* Your objective
In how many lines of the records does "decorative" appear? Answer with one number.

··· Dataset entries ···

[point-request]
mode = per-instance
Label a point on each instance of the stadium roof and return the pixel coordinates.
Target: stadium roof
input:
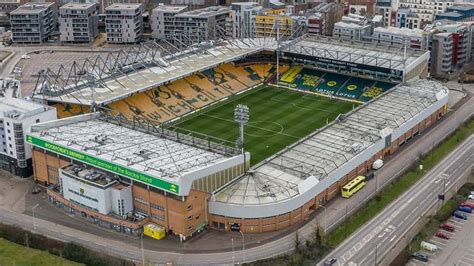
(141, 68)
(371, 54)
(329, 151)
(159, 153)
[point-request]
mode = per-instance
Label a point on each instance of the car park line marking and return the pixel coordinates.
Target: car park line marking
(391, 239)
(438, 243)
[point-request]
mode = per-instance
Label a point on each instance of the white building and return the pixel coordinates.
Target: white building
(96, 190)
(124, 23)
(413, 38)
(418, 13)
(352, 27)
(16, 116)
(78, 22)
(162, 20)
(244, 17)
(33, 23)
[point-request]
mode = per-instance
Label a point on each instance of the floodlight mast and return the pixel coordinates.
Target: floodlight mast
(241, 116)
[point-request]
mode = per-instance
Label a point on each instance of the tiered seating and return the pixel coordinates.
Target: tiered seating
(66, 110)
(354, 88)
(184, 95)
(374, 91)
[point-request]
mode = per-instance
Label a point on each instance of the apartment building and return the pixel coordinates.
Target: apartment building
(210, 23)
(16, 116)
(244, 18)
(124, 23)
(78, 23)
(418, 13)
(441, 55)
(458, 13)
(353, 27)
(412, 38)
(322, 18)
(163, 20)
(32, 23)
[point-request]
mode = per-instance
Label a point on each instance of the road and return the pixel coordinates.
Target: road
(368, 245)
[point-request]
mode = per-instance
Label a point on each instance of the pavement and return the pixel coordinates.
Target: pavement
(457, 250)
(370, 243)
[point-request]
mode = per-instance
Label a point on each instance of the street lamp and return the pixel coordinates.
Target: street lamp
(143, 250)
(34, 220)
(241, 116)
(243, 246)
(325, 218)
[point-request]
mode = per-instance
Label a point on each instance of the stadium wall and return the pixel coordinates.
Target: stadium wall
(270, 217)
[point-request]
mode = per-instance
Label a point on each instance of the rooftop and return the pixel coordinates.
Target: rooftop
(20, 107)
(122, 6)
(167, 8)
(325, 152)
(149, 70)
(138, 151)
(371, 54)
(400, 31)
(78, 6)
(205, 12)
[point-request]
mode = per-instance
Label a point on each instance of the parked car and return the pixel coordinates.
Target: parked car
(465, 209)
(447, 227)
(467, 204)
(442, 235)
(421, 256)
(330, 261)
(36, 190)
(460, 215)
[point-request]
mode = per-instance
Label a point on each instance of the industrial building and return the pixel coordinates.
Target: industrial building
(78, 23)
(16, 116)
(33, 23)
(124, 23)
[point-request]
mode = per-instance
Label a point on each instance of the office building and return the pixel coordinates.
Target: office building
(33, 23)
(78, 22)
(322, 18)
(210, 23)
(244, 18)
(16, 116)
(163, 20)
(124, 23)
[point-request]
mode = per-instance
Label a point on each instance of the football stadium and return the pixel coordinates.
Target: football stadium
(149, 134)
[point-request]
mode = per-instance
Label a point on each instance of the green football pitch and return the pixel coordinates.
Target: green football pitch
(278, 118)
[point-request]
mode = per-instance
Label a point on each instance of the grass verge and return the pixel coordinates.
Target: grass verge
(315, 250)
(400, 185)
(14, 254)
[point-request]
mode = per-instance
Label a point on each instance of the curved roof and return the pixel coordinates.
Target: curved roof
(292, 177)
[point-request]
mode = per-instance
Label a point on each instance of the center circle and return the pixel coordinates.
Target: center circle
(332, 83)
(352, 87)
(263, 129)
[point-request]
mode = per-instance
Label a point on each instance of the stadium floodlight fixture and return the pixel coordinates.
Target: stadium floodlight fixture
(241, 114)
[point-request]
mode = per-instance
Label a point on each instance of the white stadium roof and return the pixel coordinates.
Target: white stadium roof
(328, 152)
(120, 75)
(159, 153)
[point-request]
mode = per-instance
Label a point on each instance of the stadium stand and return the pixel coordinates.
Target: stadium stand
(193, 92)
(67, 110)
(353, 88)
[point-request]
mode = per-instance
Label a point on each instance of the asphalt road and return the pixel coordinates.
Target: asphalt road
(368, 245)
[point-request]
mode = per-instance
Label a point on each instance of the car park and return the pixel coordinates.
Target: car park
(465, 209)
(447, 227)
(330, 261)
(442, 235)
(460, 215)
(421, 256)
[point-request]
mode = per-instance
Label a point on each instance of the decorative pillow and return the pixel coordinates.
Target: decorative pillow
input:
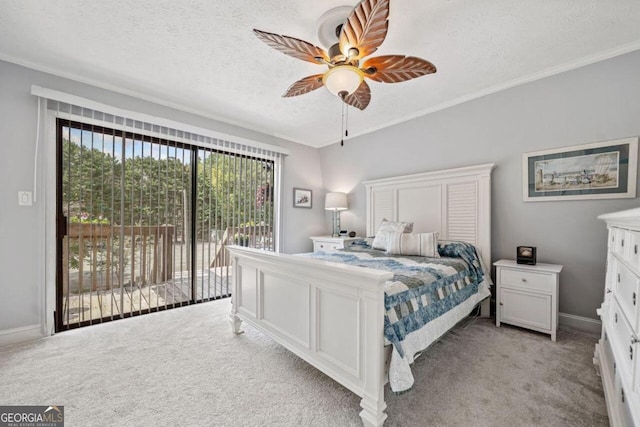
(386, 227)
(421, 244)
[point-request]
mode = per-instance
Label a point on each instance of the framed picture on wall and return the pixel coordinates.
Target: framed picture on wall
(301, 198)
(600, 170)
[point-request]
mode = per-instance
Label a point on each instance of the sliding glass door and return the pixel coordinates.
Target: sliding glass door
(143, 222)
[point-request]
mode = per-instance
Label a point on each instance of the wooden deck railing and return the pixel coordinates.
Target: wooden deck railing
(250, 236)
(146, 254)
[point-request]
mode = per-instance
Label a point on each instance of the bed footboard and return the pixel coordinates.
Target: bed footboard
(331, 315)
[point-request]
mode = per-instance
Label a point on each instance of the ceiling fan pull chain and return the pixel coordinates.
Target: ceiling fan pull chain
(342, 125)
(346, 123)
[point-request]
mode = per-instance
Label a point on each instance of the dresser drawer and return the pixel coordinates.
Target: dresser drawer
(623, 342)
(633, 254)
(608, 361)
(626, 292)
(624, 401)
(326, 246)
(529, 280)
(620, 241)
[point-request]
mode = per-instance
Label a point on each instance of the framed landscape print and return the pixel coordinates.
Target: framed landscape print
(601, 170)
(301, 198)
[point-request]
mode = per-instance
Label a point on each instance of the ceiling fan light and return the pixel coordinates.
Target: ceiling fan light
(343, 78)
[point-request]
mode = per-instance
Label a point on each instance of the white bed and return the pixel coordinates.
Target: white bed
(332, 315)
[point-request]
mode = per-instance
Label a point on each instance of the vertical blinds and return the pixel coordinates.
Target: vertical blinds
(148, 206)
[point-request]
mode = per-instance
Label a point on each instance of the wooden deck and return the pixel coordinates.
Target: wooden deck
(111, 303)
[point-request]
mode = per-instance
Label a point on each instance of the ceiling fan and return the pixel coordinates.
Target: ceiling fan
(358, 36)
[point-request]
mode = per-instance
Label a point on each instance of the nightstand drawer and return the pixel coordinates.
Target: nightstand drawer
(525, 309)
(528, 280)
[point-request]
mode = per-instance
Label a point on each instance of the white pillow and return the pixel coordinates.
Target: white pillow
(421, 244)
(386, 227)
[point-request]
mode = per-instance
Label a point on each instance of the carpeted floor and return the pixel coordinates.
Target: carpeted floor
(184, 367)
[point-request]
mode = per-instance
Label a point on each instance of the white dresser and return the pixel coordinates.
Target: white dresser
(328, 243)
(618, 353)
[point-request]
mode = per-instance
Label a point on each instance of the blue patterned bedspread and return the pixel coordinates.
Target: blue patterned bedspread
(422, 289)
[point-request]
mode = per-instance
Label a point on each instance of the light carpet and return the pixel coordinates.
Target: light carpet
(184, 367)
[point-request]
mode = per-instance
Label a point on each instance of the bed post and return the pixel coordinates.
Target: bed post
(372, 403)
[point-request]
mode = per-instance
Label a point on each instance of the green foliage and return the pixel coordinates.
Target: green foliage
(102, 188)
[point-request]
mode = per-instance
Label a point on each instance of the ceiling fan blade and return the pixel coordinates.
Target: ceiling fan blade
(365, 29)
(305, 85)
(360, 98)
(396, 68)
(293, 47)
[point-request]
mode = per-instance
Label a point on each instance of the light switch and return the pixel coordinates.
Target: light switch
(25, 198)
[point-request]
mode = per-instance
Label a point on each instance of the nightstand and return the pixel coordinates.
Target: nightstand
(527, 295)
(328, 243)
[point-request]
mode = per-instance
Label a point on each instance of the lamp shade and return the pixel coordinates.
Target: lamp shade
(343, 78)
(336, 202)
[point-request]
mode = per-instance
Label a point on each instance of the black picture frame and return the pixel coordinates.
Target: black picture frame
(302, 198)
(526, 255)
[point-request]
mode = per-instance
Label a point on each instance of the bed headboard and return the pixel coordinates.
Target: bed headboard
(454, 202)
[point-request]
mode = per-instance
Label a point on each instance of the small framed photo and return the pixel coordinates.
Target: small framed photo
(301, 198)
(600, 170)
(526, 255)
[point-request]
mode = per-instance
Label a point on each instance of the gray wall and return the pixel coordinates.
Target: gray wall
(593, 103)
(22, 243)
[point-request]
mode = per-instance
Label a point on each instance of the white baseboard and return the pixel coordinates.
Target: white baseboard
(585, 324)
(16, 335)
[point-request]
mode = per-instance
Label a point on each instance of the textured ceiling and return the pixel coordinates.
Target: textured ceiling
(201, 55)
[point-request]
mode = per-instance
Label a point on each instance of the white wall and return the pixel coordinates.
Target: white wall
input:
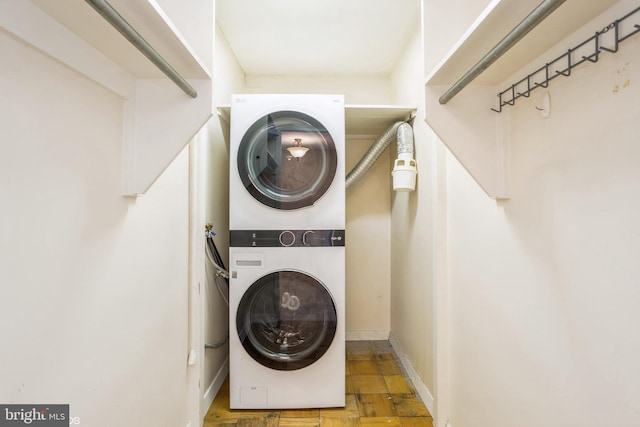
(413, 233)
(544, 286)
(93, 294)
(368, 268)
(213, 178)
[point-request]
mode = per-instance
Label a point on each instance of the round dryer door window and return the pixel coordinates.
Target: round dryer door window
(286, 320)
(287, 160)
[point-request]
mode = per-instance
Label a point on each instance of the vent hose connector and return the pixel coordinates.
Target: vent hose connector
(404, 167)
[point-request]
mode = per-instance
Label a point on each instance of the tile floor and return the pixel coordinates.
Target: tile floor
(378, 394)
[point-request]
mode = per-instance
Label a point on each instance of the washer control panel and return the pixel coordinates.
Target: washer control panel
(285, 238)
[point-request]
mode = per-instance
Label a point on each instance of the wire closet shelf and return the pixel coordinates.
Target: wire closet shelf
(606, 40)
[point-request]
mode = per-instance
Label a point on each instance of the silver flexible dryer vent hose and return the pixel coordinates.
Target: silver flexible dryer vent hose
(401, 131)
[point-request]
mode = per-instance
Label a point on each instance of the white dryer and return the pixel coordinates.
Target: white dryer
(287, 162)
(287, 319)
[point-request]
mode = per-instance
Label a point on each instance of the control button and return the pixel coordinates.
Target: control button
(287, 238)
(304, 237)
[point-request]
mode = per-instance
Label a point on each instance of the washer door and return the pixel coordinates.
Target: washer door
(286, 320)
(287, 160)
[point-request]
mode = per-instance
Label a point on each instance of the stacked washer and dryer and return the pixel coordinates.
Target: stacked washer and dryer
(287, 252)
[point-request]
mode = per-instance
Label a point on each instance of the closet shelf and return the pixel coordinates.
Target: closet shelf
(147, 18)
(475, 134)
(498, 18)
(361, 121)
(159, 119)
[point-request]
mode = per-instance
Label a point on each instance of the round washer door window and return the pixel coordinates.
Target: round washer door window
(287, 160)
(286, 320)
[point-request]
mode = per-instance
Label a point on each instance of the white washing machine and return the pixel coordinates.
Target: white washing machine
(287, 162)
(287, 319)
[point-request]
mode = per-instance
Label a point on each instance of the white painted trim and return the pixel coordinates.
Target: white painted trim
(420, 386)
(367, 335)
(214, 387)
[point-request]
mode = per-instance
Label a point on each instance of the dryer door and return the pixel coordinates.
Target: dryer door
(286, 320)
(287, 160)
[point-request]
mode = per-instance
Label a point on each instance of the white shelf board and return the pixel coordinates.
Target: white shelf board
(148, 20)
(496, 21)
(361, 121)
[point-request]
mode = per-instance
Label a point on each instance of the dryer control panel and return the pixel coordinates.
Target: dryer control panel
(286, 238)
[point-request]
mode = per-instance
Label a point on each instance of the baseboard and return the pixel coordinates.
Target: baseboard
(421, 388)
(214, 387)
(367, 335)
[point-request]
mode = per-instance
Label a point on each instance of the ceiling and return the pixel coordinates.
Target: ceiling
(318, 37)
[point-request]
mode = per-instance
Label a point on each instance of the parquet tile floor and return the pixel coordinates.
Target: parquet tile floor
(378, 393)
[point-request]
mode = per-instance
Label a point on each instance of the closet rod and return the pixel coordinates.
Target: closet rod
(119, 23)
(543, 10)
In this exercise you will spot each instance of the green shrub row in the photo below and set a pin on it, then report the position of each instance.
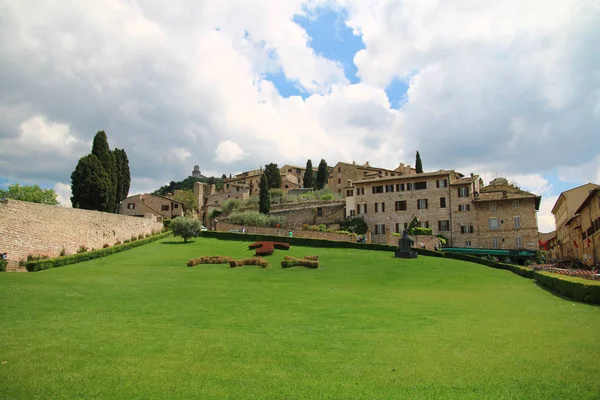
(575, 288)
(297, 241)
(42, 264)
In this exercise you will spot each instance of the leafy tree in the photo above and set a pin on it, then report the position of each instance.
(309, 176)
(356, 224)
(186, 228)
(90, 185)
(32, 194)
(101, 150)
(418, 164)
(321, 175)
(273, 176)
(190, 202)
(264, 205)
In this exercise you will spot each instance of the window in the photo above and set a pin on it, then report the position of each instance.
(466, 229)
(493, 224)
(518, 242)
(400, 205)
(444, 225)
(495, 243)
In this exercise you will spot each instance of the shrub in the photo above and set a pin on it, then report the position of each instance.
(254, 218)
(261, 262)
(300, 263)
(186, 228)
(209, 260)
(40, 265)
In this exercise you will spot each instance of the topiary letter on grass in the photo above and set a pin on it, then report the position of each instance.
(186, 228)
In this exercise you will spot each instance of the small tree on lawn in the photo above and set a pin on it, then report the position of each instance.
(264, 205)
(186, 228)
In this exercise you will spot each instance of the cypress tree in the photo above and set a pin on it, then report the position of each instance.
(309, 175)
(418, 164)
(101, 150)
(90, 185)
(264, 205)
(321, 175)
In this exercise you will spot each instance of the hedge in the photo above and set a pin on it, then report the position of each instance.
(296, 241)
(569, 286)
(40, 265)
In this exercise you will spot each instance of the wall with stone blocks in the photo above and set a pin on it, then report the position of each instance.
(30, 228)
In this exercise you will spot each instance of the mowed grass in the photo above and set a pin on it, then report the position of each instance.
(142, 325)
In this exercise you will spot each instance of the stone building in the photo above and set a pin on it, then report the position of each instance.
(142, 205)
(448, 203)
(506, 217)
(588, 219)
(564, 210)
(343, 172)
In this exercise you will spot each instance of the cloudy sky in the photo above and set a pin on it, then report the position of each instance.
(500, 88)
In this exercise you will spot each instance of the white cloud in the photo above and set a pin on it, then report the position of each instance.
(228, 152)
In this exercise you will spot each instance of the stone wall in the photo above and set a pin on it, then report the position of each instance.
(30, 228)
(225, 227)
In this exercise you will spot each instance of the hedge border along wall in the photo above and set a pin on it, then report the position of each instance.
(578, 289)
(40, 265)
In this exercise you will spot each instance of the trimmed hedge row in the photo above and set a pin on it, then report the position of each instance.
(40, 265)
(296, 241)
(569, 286)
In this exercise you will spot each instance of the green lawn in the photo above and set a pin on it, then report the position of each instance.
(142, 325)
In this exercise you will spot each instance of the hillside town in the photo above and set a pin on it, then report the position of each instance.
(462, 209)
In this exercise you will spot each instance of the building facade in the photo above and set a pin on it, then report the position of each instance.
(564, 209)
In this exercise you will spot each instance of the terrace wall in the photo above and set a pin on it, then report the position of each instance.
(30, 228)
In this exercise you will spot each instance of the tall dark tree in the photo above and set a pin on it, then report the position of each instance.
(101, 150)
(321, 175)
(418, 164)
(273, 176)
(90, 185)
(264, 205)
(309, 176)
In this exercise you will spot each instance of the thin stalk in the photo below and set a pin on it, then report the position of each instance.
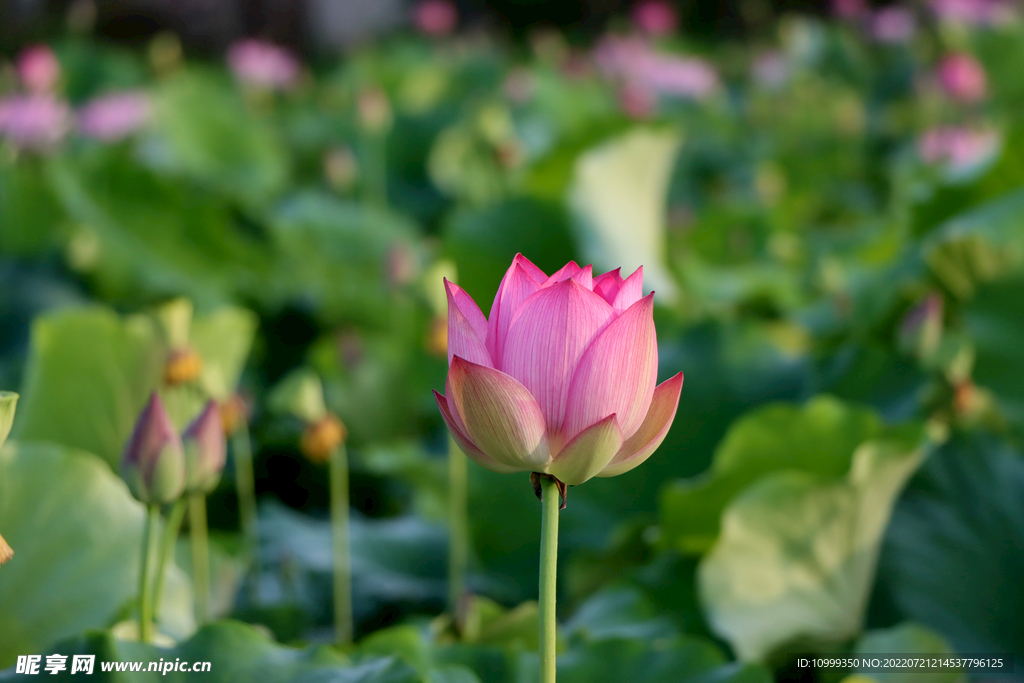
(148, 550)
(245, 481)
(549, 569)
(167, 552)
(458, 527)
(342, 562)
(201, 555)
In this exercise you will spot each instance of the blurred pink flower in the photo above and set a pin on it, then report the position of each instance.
(635, 61)
(263, 65)
(849, 9)
(115, 116)
(561, 378)
(956, 146)
(655, 17)
(435, 17)
(35, 121)
(974, 12)
(770, 69)
(963, 78)
(893, 25)
(38, 69)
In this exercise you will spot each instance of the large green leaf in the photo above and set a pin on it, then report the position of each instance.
(797, 555)
(76, 531)
(818, 437)
(620, 197)
(89, 374)
(954, 551)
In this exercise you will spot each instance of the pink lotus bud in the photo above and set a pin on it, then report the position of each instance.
(921, 331)
(34, 122)
(205, 447)
(154, 462)
(893, 25)
(114, 117)
(561, 379)
(435, 17)
(655, 17)
(262, 65)
(38, 69)
(963, 78)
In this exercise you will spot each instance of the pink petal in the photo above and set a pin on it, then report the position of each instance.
(608, 285)
(516, 287)
(570, 270)
(616, 374)
(548, 336)
(588, 454)
(639, 447)
(630, 292)
(463, 441)
(501, 416)
(467, 328)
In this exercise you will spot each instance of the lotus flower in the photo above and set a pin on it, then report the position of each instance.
(206, 451)
(560, 380)
(154, 463)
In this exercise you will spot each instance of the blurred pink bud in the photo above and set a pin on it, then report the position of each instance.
(38, 69)
(849, 9)
(154, 463)
(114, 117)
(635, 61)
(34, 122)
(561, 379)
(206, 450)
(770, 70)
(893, 25)
(957, 147)
(921, 331)
(655, 17)
(973, 12)
(435, 17)
(262, 65)
(963, 78)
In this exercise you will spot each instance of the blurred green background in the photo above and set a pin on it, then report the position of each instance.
(829, 207)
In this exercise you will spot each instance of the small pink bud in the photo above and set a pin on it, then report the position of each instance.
(205, 450)
(435, 17)
(38, 69)
(262, 65)
(963, 78)
(655, 17)
(154, 463)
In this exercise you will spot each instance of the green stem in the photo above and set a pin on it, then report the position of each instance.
(342, 563)
(201, 555)
(458, 527)
(549, 571)
(167, 552)
(148, 550)
(245, 481)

···

* Answer to this task
2